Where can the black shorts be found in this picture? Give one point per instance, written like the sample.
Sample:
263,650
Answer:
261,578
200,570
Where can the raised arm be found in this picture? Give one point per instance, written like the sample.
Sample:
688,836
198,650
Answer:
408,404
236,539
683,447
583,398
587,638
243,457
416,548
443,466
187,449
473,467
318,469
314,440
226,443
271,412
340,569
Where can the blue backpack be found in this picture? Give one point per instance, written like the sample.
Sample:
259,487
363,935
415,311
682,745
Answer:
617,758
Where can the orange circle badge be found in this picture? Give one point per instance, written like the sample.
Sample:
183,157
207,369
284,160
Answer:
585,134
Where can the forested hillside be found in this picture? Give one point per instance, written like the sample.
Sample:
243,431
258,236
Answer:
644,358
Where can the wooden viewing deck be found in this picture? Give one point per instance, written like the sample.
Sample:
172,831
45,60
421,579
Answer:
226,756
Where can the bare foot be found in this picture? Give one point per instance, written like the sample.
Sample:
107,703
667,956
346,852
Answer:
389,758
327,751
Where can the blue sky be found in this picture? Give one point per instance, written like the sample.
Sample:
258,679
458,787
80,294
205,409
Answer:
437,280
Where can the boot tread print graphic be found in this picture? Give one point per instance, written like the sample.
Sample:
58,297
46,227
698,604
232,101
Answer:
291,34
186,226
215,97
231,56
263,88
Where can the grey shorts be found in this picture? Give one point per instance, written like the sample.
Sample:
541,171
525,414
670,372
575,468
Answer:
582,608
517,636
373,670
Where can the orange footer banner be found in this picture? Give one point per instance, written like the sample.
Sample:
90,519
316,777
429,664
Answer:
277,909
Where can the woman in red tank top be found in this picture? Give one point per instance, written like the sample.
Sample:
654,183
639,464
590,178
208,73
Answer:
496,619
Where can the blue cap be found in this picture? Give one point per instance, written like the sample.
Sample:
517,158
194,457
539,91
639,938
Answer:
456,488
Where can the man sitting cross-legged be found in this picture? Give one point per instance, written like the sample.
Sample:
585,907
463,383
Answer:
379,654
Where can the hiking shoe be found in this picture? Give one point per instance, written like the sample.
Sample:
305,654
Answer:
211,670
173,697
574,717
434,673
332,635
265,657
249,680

☆ ☆ ☆ ☆ ☆

Problem requirements: Rewrite all of the lines above, replacing "instance" with "occurrence" and leaving everything else unchanged.

The result:
Where can the black shorts be found in this picture? Give one point per occurrence, written like the sample.
Sample:
263,650
Answer:
261,578
200,570
Where can the raised arm be found in this picture? Give one point per occurrence, written like the sample.
Sample:
688,836
198,650
Answer:
408,404
236,539
683,447
583,398
587,638
243,457
416,548
443,466
187,449
473,467
318,469
314,440
226,443
271,412
340,569
Where can the blue backpack be found in this picture? Give one point per occurrence, written like the sample.
Sample:
259,487
363,935
415,311
682,745
Answer:
617,758
Where can the orange circle badge be found in this picture? Give one point per occurrence, written like the sample.
Sample:
183,157
207,369
284,160
Answer:
585,134
Where can the forested hillside be found in this picture? Give one point per occurrence, written like the sample.
Sample:
243,431
258,236
Answer:
644,358
Where can the wooden viewing deck be found in this picture? Give one point per occurrence, written like the sample.
Sample:
172,831
45,60
421,579
Answer:
226,756
Where can the bare foot be found in this picture? Give one point per occurrence, written like the sample.
Sample:
107,703
667,956
346,852
Answer:
389,758
327,751
Where can the blue sky be found in this picture? Give one point per occurrence, written like the sample.
Sample:
258,679
458,787
80,294
205,409
Answer:
437,280
Where can the boot tread print graphic be found in this picture? Give one point per occurrence, written like the sample.
Sample:
58,297
46,227
698,604
232,101
Answer:
291,34
186,226
215,97
231,56
263,88
Where can the grey shorts be found in this picture? Give one point per occurrence, written like the sample.
Sample:
541,171
525,414
670,372
575,468
Answer:
582,608
517,636
373,670
Where can the orange footer banner be found in this picture? Give one point per occurrence, written like the sample.
Sample:
90,519
316,777
429,664
Answer:
277,909
Where can the woman in red tank top be found in this picture? Give one point per occurrence, written like the sample.
Sample:
654,183
639,464
590,178
208,73
Answer:
496,619
Where can the blue cap be found in this picture? Give one point per occurrence, written like the sample.
Sample:
517,158
194,457
539,91
639,938
Answer:
456,488
Where can the man sitting cross-legged be found in this picture? Give one point per occurrence, written like the sample.
Sample:
585,907
463,383
Answer:
379,654
Where can the hiking shoe be found in this picture? Give one point per occurrence, written like the sample.
Sample:
305,654
Answer:
211,670
173,697
574,717
434,673
332,635
265,657
249,680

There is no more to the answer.